Retype the material word for word.

■ ■ ■ ■ ■ ■ ■

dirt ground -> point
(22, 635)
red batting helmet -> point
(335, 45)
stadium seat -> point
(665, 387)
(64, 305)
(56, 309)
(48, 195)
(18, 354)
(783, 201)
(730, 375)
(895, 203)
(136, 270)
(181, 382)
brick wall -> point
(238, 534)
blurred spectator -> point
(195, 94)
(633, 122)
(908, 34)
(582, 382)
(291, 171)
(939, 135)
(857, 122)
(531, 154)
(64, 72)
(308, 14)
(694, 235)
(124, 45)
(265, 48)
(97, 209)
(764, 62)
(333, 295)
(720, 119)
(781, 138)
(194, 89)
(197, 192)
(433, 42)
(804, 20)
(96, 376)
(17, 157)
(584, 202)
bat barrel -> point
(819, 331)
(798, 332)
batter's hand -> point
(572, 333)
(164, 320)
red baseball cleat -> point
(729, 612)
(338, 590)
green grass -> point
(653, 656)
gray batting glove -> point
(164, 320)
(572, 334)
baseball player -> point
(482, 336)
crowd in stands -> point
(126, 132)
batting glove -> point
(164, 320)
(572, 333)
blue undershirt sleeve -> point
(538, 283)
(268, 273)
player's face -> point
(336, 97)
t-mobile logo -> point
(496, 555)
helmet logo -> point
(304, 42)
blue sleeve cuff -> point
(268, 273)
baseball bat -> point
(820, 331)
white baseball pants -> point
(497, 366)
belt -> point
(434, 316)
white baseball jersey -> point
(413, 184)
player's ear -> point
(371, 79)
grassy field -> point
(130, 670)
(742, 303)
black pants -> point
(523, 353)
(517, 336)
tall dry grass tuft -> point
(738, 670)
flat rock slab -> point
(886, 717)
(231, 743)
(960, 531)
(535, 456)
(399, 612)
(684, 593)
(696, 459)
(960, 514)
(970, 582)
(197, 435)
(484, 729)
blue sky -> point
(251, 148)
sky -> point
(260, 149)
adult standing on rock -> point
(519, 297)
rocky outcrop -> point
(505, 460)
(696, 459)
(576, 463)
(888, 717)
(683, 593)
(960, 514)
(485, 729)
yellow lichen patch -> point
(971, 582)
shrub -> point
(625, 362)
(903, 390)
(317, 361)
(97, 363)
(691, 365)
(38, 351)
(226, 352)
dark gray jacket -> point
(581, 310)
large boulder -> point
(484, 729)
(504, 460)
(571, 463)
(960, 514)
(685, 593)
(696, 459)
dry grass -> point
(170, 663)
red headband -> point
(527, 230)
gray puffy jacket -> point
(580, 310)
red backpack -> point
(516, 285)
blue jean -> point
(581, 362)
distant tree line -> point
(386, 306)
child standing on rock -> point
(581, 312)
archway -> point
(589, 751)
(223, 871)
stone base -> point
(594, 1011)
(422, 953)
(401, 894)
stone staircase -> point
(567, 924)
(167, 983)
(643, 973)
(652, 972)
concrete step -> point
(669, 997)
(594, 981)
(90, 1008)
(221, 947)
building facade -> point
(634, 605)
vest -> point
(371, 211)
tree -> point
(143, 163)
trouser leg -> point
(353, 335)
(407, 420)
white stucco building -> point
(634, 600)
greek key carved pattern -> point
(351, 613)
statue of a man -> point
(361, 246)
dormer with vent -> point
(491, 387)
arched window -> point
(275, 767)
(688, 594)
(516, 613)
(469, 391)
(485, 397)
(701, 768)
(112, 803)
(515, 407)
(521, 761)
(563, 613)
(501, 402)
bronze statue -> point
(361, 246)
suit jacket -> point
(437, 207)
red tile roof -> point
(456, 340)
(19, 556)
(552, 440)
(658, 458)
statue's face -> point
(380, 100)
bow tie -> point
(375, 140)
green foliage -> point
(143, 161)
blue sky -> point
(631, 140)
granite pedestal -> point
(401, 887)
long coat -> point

■ ■ ■ ■ ■ ■ ■

# Solution below
dirt ground -> point
(22, 635)
red batting helmet -> point
(335, 45)
stadium seat -> point
(665, 387)
(64, 305)
(56, 309)
(48, 195)
(18, 354)
(783, 201)
(730, 375)
(895, 203)
(136, 270)
(181, 382)
brick wall -> point
(238, 534)
blurred spectator -> point
(195, 94)
(633, 122)
(908, 34)
(582, 382)
(291, 171)
(939, 135)
(857, 122)
(531, 154)
(64, 72)
(308, 14)
(694, 235)
(124, 45)
(265, 48)
(97, 209)
(764, 62)
(333, 295)
(720, 119)
(781, 138)
(194, 89)
(197, 192)
(433, 42)
(804, 20)
(96, 376)
(17, 157)
(584, 202)
bat barrel -> point
(819, 331)
(798, 332)
batter's hand -> point
(572, 333)
(164, 320)
red baseball cleat -> point
(729, 612)
(338, 590)
green grass -> point
(653, 656)
gray batting glove -> point
(164, 320)
(572, 334)
baseball player -> point
(482, 336)
crowd in stands -> point
(126, 132)
batting glove -> point
(164, 320)
(572, 333)
blue undershirt sleeve -> point
(538, 283)
(268, 273)
player's face -> point
(336, 97)
t-mobile logo -> point
(496, 555)
helmet logo -> point
(304, 42)
blue sleeve cuff -> point
(268, 273)
baseball bat -> point
(820, 331)
white baseball pants -> point
(497, 366)
belt -> point
(434, 316)
white baseball jersey -> point
(413, 184)
player's ear -> point
(371, 79)
grassy field -> point
(130, 670)
(742, 303)
black pants -> point
(523, 353)
(517, 336)
tall dry grass tuft -> point
(738, 670)
flat rock slab -> point
(886, 717)
(231, 743)
(960, 531)
(535, 456)
(399, 612)
(684, 593)
(696, 459)
(960, 514)
(970, 582)
(197, 435)
(484, 729)
blue sky -> point
(251, 148)
sky -> point
(260, 149)
adult standing on rock -> point
(519, 297)
rocky outcrop -> point
(505, 460)
(696, 459)
(576, 463)
(888, 717)
(683, 593)
(960, 514)
(485, 729)
yellow lichen patch -> point
(971, 582)
shrub -> point
(625, 362)
(903, 390)
(317, 361)
(97, 363)
(691, 365)
(38, 351)
(226, 352)
dark gray jacket -> point
(581, 310)
large boulder -> point
(484, 729)
(504, 460)
(571, 463)
(960, 514)
(685, 593)
(696, 459)
dry grass -> point
(170, 663)
red headband -> point
(527, 230)
gray puffy jacket -> point
(580, 310)
red backpack -> point
(516, 285)
blue jean -> point
(581, 362)
distant tree line -> point
(386, 306)
child standing on rock -> point
(581, 312)
archway -> point
(589, 751)
(223, 871)
stone base -> point
(594, 1011)
(422, 953)
(401, 894)
stone staircase -> point
(567, 924)
(167, 983)
(643, 973)
(652, 972)
concrete step -> point
(669, 997)
(594, 981)
(90, 1008)
(221, 947)
building facade -> point
(634, 605)
vest -> point
(371, 211)
tree -> point
(143, 163)
trouser leg -> point
(353, 335)
(407, 420)
white stucco building -> point
(634, 600)
greek key carved pattern -> point
(351, 613)
statue of a man -> point
(361, 246)
dormer with vent -> point
(491, 387)
arched window -> point
(275, 767)
(688, 594)
(516, 613)
(469, 391)
(485, 397)
(701, 768)
(112, 803)
(515, 407)
(521, 761)
(563, 613)
(501, 402)
bronze statue -> point
(361, 246)
suit jacket -> point
(437, 207)
red tile roof -> point
(456, 340)
(19, 556)
(552, 440)
(658, 458)
statue's face -> point
(380, 100)
bow tie -> point
(375, 140)
green foliage -> point
(143, 161)
blue sky -> point
(631, 140)
granite pedestal -> point
(401, 887)
long coat -> point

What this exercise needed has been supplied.